-------- Supplied records
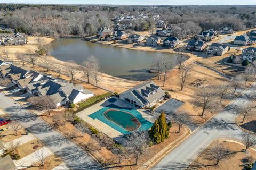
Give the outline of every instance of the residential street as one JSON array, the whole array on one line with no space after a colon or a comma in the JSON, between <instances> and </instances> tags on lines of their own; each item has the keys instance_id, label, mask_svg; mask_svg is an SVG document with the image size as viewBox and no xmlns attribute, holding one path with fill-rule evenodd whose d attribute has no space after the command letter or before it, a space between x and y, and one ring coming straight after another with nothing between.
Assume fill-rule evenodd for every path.
<instances>
[{"instance_id":1,"label":"residential street","mask_svg":"<svg viewBox=\"0 0 256 170\"><path fill-rule=\"evenodd\" d=\"M0 93L0 108L12 120L19 121L22 126L41 141L70 169L101 169L102 168L79 146L49 126L39 117L25 109L10 97Z\"/></svg>"},{"instance_id":2,"label":"residential street","mask_svg":"<svg viewBox=\"0 0 256 170\"><path fill-rule=\"evenodd\" d=\"M242 131L235 124L236 108L244 102L251 103L256 96L256 83L245 90L243 95L231 101L228 107L205 124L191 133L151 169L185 169L214 140L220 138L241 139Z\"/></svg>"}]
</instances>

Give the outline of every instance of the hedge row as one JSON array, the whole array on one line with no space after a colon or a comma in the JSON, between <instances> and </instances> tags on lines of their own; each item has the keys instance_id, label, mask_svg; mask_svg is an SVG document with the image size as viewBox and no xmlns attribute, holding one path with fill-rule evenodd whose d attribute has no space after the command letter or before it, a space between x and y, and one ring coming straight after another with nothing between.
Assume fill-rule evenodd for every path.
<instances>
[{"instance_id":1,"label":"hedge row","mask_svg":"<svg viewBox=\"0 0 256 170\"><path fill-rule=\"evenodd\" d=\"M94 96L86 100L81 102L78 104L78 108L77 110L74 111L74 113L77 113L83 110L86 108L95 104L105 99L106 97L113 96L113 94L110 92L108 92L101 95Z\"/></svg>"}]
</instances>

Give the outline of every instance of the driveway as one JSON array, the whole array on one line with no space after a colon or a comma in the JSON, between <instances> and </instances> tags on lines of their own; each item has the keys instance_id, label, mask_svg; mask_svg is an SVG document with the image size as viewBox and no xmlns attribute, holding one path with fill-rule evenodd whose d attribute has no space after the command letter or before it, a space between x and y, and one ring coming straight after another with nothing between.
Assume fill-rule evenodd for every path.
<instances>
[{"instance_id":1,"label":"driveway","mask_svg":"<svg viewBox=\"0 0 256 170\"><path fill-rule=\"evenodd\" d=\"M220 138L241 140L243 131L234 123L236 108L251 103L255 97L254 83L223 110L200 126L151 169L184 169L214 140Z\"/></svg>"},{"instance_id":2,"label":"driveway","mask_svg":"<svg viewBox=\"0 0 256 170\"><path fill-rule=\"evenodd\" d=\"M165 114L171 114L174 112L175 110L183 104L184 103L182 101L171 98L157 107L155 110L155 112L159 113L164 112Z\"/></svg>"},{"instance_id":3,"label":"driveway","mask_svg":"<svg viewBox=\"0 0 256 170\"><path fill-rule=\"evenodd\" d=\"M0 93L0 108L9 114L11 120L19 121L21 125L60 157L70 169L103 169L79 146L3 92Z\"/></svg>"}]
</instances>

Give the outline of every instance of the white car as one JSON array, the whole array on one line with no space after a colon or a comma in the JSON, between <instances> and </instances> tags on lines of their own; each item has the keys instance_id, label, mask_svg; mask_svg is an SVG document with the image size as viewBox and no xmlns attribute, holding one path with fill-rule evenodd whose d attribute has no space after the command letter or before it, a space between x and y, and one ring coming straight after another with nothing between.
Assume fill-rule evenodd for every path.
<instances>
[{"instance_id":1,"label":"white car","mask_svg":"<svg viewBox=\"0 0 256 170\"><path fill-rule=\"evenodd\" d=\"M20 91L20 89L13 89L12 90L12 91L11 91L11 92L12 93L15 93L15 92L19 92Z\"/></svg>"}]
</instances>

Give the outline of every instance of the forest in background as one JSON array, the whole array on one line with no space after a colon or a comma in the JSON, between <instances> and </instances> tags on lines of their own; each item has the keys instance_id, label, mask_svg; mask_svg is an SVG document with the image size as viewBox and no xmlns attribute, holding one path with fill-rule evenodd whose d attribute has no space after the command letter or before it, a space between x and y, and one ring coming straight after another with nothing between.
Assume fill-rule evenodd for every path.
<instances>
[{"instance_id":1,"label":"forest in background","mask_svg":"<svg viewBox=\"0 0 256 170\"><path fill-rule=\"evenodd\" d=\"M255 5L118 6L0 4L0 24L28 35L94 35L99 28L113 28L119 16L147 14L143 20L124 21L132 29L151 29L157 21L172 25L174 36L183 39L203 30L230 27L243 30L255 27ZM119 22L122 24L122 22Z\"/></svg>"}]
</instances>

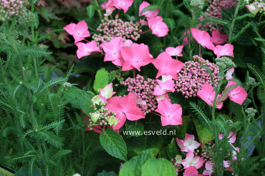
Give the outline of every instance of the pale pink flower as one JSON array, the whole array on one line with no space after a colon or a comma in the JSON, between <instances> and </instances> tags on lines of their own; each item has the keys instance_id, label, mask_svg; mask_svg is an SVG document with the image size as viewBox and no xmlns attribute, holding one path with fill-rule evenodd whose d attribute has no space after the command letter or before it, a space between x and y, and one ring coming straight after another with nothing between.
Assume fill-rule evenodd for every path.
<instances>
[{"instance_id":1,"label":"pale pink flower","mask_svg":"<svg viewBox=\"0 0 265 176\"><path fill-rule=\"evenodd\" d=\"M217 56L217 57L220 57L225 56L234 57L234 45L226 44L223 46L218 45L215 46L213 48L213 52Z\"/></svg>"},{"instance_id":2,"label":"pale pink flower","mask_svg":"<svg viewBox=\"0 0 265 176\"><path fill-rule=\"evenodd\" d=\"M212 175L213 174L213 171L212 170L212 163L209 161L207 161L205 163L205 168L206 169L203 171L202 174L205 175Z\"/></svg>"},{"instance_id":3,"label":"pale pink flower","mask_svg":"<svg viewBox=\"0 0 265 176\"><path fill-rule=\"evenodd\" d=\"M204 47L206 47L211 50L213 50L214 45L210 41L210 34L206 31L201 31L193 28L191 28L191 30L193 38L198 44Z\"/></svg>"},{"instance_id":4,"label":"pale pink flower","mask_svg":"<svg viewBox=\"0 0 265 176\"><path fill-rule=\"evenodd\" d=\"M104 89L99 88L100 93L99 95L100 97L102 99L101 102L104 103L107 100L115 94L116 92L113 92L112 83L110 83L105 86Z\"/></svg>"},{"instance_id":5,"label":"pale pink flower","mask_svg":"<svg viewBox=\"0 0 265 176\"><path fill-rule=\"evenodd\" d=\"M151 62L158 70L155 77L157 79L161 75L171 75L173 79L177 80L177 73L184 65L184 63L173 59L165 52L160 53L156 59L151 60Z\"/></svg>"},{"instance_id":6,"label":"pale pink flower","mask_svg":"<svg viewBox=\"0 0 265 176\"><path fill-rule=\"evenodd\" d=\"M137 104L146 106L146 102L145 101L143 100L141 96L138 96L137 94L136 93L134 93L133 95L134 96L135 99L135 100L136 100Z\"/></svg>"},{"instance_id":7,"label":"pale pink flower","mask_svg":"<svg viewBox=\"0 0 265 176\"><path fill-rule=\"evenodd\" d=\"M209 84L204 84L202 85L202 89L198 91L197 96L202 99L206 103L212 106L215 97L215 91L212 85ZM223 102L220 102L219 104L216 105L216 107L220 109L223 106Z\"/></svg>"},{"instance_id":8,"label":"pale pink flower","mask_svg":"<svg viewBox=\"0 0 265 176\"><path fill-rule=\"evenodd\" d=\"M156 80L156 81L158 85L155 88L153 95L161 95L167 92L174 92L175 91L175 81L174 80L169 80L165 82L159 80Z\"/></svg>"},{"instance_id":9,"label":"pale pink flower","mask_svg":"<svg viewBox=\"0 0 265 176\"><path fill-rule=\"evenodd\" d=\"M204 162L204 160L200 157L195 157L193 152L191 150L189 151L186 155L186 158L181 161L181 164L184 166L184 169L190 166L194 166L198 169L202 167Z\"/></svg>"},{"instance_id":10,"label":"pale pink flower","mask_svg":"<svg viewBox=\"0 0 265 176\"><path fill-rule=\"evenodd\" d=\"M228 38L228 36L226 34L221 34L218 30L213 30L212 32L210 41L214 44L219 45L226 43L226 40Z\"/></svg>"},{"instance_id":11,"label":"pale pink flower","mask_svg":"<svg viewBox=\"0 0 265 176\"><path fill-rule=\"evenodd\" d=\"M164 93L161 95L157 95L155 96L155 99L158 102L162 99L164 99L169 102L171 102L171 100L169 99L168 94L167 93Z\"/></svg>"},{"instance_id":12,"label":"pale pink flower","mask_svg":"<svg viewBox=\"0 0 265 176\"><path fill-rule=\"evenodd\" d=\"M158 13L159 13L159 11L160 10L159 9L155 11L147 10L143 12L142 14L142 15L141 15L141 12L142 11L142 10L149 5L150 5L150 4L146 1L143 1L143 2L139 6L139 16L144 15L145 17L148 18L153 18L158 15Z\"/></svg>"},{"instance_id":13,"label":"pale pink flower","mask_svg":"<svg viewBox=\"0 0 265 176\"><path fill-rule=\"evenodd\" d=\"M237 84L237 83L236 81L228 81L226 88L228 87L231 85ZM247 93L244 88L238 86L231 90L230 92L228 94L228 95L230 100L241 105L247 96Z\"/></svg>"},{"instance_id":14,"label":"pale pink flower","mask_svg":"<svg viewBox=\"0 0 265 176\"><path fill-rule=\"evenodd\" d=\"M193 152L194 151L194 149L198 148L200 145L199 142L194 140L194 135L186 133L185 139L183 142L183 145L184 147L181 149L180 150L186 152L191 150Z\"/></svg>"},{"instance_id":15,"label":"pale pink flower","mask_svg":"<svg viewBox=\"0 0 265 176\"><path fill-rule=\"evenodd\" d=\"M182 56L183 55L181 53L182 49L184 47L183 45L178 46L175 48L169 47L166 48L166 52L170 56Z\"/></svg>"},{"instance_id":16,"label":"pale pink flower","mask_svg":"<svg viewBox=\"0 0 265 176\"><path fill-rule=\"evenodd\" d=\"M133 2L134 0L113 0L110 5L118 9L122 9L125 13Z\"/></svg>"},{"instance_id":17,"label":"pale pink flower","mask_svg":"<svg viewBox=\"0 0 265 176\"><path fill-rule=\"evenodd\" d=\"M168 34L169 29L166 24L163 22L163 19L160 16L154 18L147 18L148 26L152 30L152 34L157 37L164 37Z\"/></svg>"},{"instance_id":18,"label":"pale pink flower","mask_svg":"<svg viewBox=\"0 0 265 176\"><path fill-rule=\"evenodd\" d=\"M126 119L133 121L145 117L141 109L137 106L136 101L131 92L122 97L113 96L108 99L108 102L105 107L115 112L116 118L120 121L113 127L114 130L121 128Z\"/></svg>"},{"instance_id":19,"label":"pale pink flower","mask_svg":"<svg viewBox=\"0 0 265 176\"><path fill-rule=\"evenodd\" d=\"M172 104L166 100L158 103L158 108L155 111L161 115L161 121L163 126L182 124L182 108L178 104Z\"/></svg>"},{"instance_id":20,"label":"pale pink flower","mask_svg":"<svg viewBox=\"0 0 265 176\"><path fill-rule=\"evenodd\" d=\"M224 135L224 134L219 133L218 138L219 139L221 139L223 138L223 137ZM230 138L230 137L231 138ZM230 131L229 133L229 135L228 136L228 138L230 138L228 142L232 145L232 144L234 142L236 141L236 133L234 134L234 132L232 131Z\"/></svg>"},{"instance_id":21,"label":"pale pink flower","mask_svg":"<svg viewBox=\"0 0 265 176\"><path fill-rule=\"evenodd\" d=\"M116 65L122 67L124 60L121 53L121 47L124 46L120 37L113 38L110 41L101 44L100 46L106 53L104 61L111 61Z\"/></svg>"},{"instance_id":22,"label":"pale pink flower","mask_svg":"<svg viewBox=\"0 0 265 176\"><path fill-rule=\"evenodd\" d=\"M97 45L97 43L94 41L87 43L79 42L76 44L78 49L76 51L76 55L78 59L82 57L88 56L92 53L100 52L100 48Z\"/></svg>"},{"instance_id":23,"label":"pale pink flower","mask_svg":"<svg viewBox=\"0 0 265 176\"><path fill-rule=\"evenodd\" d=\"M232 68L226 71L226 78L227 80L232 80L233 79L232 75L233 74L233 73L234 73L234 71L235 69Z\"/></svg>"},{"instance_id":24,"label":"pale pink flower","mask_svg":"<svg viewBox=\"0 0 265 176\"><path fill-rule=\"evenodd\" d=\"M246 7L248 9L250 12L256 15L259 12L260 10L263 7L263 6L258 5L258 7L256 8L256 7L253 5L246 5Z\"/></svg>"},{"instance_id":25,"label":"pale pink flower","mask_svg":"<svg viewBox=\"0 0 265 176\"><path fill-rule=\"evenodd\" d=\"M75 43L90 36L87 24L84 20L79 21L77 24L71 23L66 25L63 27L63 29L68 34L73 35L75 39Z\"/></svg>"}]
</instances>

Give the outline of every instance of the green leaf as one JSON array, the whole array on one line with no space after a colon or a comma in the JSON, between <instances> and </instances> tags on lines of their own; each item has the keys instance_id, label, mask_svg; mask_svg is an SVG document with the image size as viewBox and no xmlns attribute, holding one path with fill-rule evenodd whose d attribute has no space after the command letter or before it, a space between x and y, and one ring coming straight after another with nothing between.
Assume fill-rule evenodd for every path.
<instances>
[{"instance_id":1,"label":"green leaf","mask_svg":"<svg viewBox=\"0 0 265 176\"><path fill-rule=\"evenodd\" d=\"M90 18L92 18L95 15L95 10L96 6L94 4L90 5L87 8L87 13Z\"/></svg>"},{"instance_id":2,"label":"green leaf","mask_svg":"<svg viewBox=\"0 0 265 176\"><path fill-rule=\"evenodd\" d=\"M195 126L197 134L202 147L203 147L204 144L213 139L212 138L213 134L211 129L209 127L206 127L202 124L194 113L192 113L192 119Z\"/></svg>"},{"instance_id":3,"label":"green leaf","mask_svg":"<svg viewBox=\"0 0 265 176\"><path fill-rule=\"evenodd\" d=\"M175 176L176 169L171 162L161 158L151 159L144 164L141 176Z\"/></svg>"},{"instance_id":4,"label":"green leaf","mask_svg":"<svg viewBox=\"0 0 265 176\"><path fill-rule=\"evenodd\" d=\"M94 90L96 92L97 92L98 89L104 88L108 84L108 73L105 70L105 68L103 68L97 72L93 85Z\"/></svg>"},{"instance_id":5,"label":"green leaf","mask_svg":"<svg viewBox=\"0 0 265 176\"><path fill-rule=\"evenodd\" d=\"M127 139L126 144L128 151L132 150L139 155L142 152L148 148L156 149L156 155L162 145L162 139L156 135L143 135L138 137L133 137Z\"/></svg>"},{"instance_id":6,"label":"green leaf","mask_svg":"<svg viewBox=\"0 0 265 176\"><path fill-rule=\"evenodd\" d=\"M100 173L98 173L97 176L118 176L118 175L113 171L107 172L107 171L103 170Z\"/></svg>"},{"instance_id":7,"label":"green leaf","mask_svg":"<svg viewBox=\"0 0 265 176\"><path fill-rule=\"evenodd\" d=\"M128 132L127 138L129 138L131 136L137 137L141 135L144 131L144 125L138 120L134 121L127 120L126 122L125 125L126 126L126 131ZM134 134L130 134L130 132L133 132ZM140 134L135 134L135 132L139 132Z\"/></svg>"},{"instance_id":8,"label":"green leaf","mask_svg":"<svg viewBox=\"0 0 265 176\"><path fill-rule=\"evenodd\" d=\"M172 158L174 158L176 155L179 154L176 145L176 139L173 138L172 138L170 143L167 147L164 147L161 150L159 153L159 157L170 160Z\"/></svg>"},{"instance_id":9,"label":"green leaf","mask_svg":"<svg viewBox=\"0 0 265 176\"><path fill-rule=\"evenodd\" d=\"M144 150L126 162L120 170L119 176L141 176L142 166L146 161L153 158L153 151L152 149Z\"/></svg>"},{"instance_id":10,"label":"green leaf","mask_svg":"<svg viewBox=\"0 0 265 176\"><path fill-rule=\"evenodd\" d=\"M99 136L99 139L104 149L111 155L127 161L126 145L121 136L111 129L103 132Z\"/></svg>"},{"instance_id":11,"label":"green leaf","mask_svg":"<svg viewBox=\"0 0 265 176\"><path fill-rule=\"evenodd\" d=\"M95 111L90 106L92 104L91 99L93 96L91 93L85 91L78 91L77 93L77 100L79 106L88 116L90 112L93 112Z\"/></svg>"}]
</instances>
----------------
# [Exercise prompt]
Locate every line in the records that contains the string "white" and copy each of those lines in full.

# [Solution to this problem]
Give the outline of every instance of the white car as one JSON array, the whole array on one line with no space after a colon or a comma in the JSON, between <instances> and </instances> tags on lines of their own; each item has the keys instance_id, label, mask_svg; mask_svg is an SVG document with the image size as viewBox and no xmlns attribute, holding one path with fill-rule evenodd whose d attribute has no space after the command letter or before it, a space between x and y, and one ring coming straight after another with nothing between.
[{"instance_id":1,"label":"white car","mask_svg":"<svg viewBox=\"0 0 256 170\"><path fill-rule=\"evenodd\" d=\"M20 91L20 89L13 89L12 90L12 91L11 91L11 92L12 93L15 93L15 92L19 92Z\"/></svg>"}]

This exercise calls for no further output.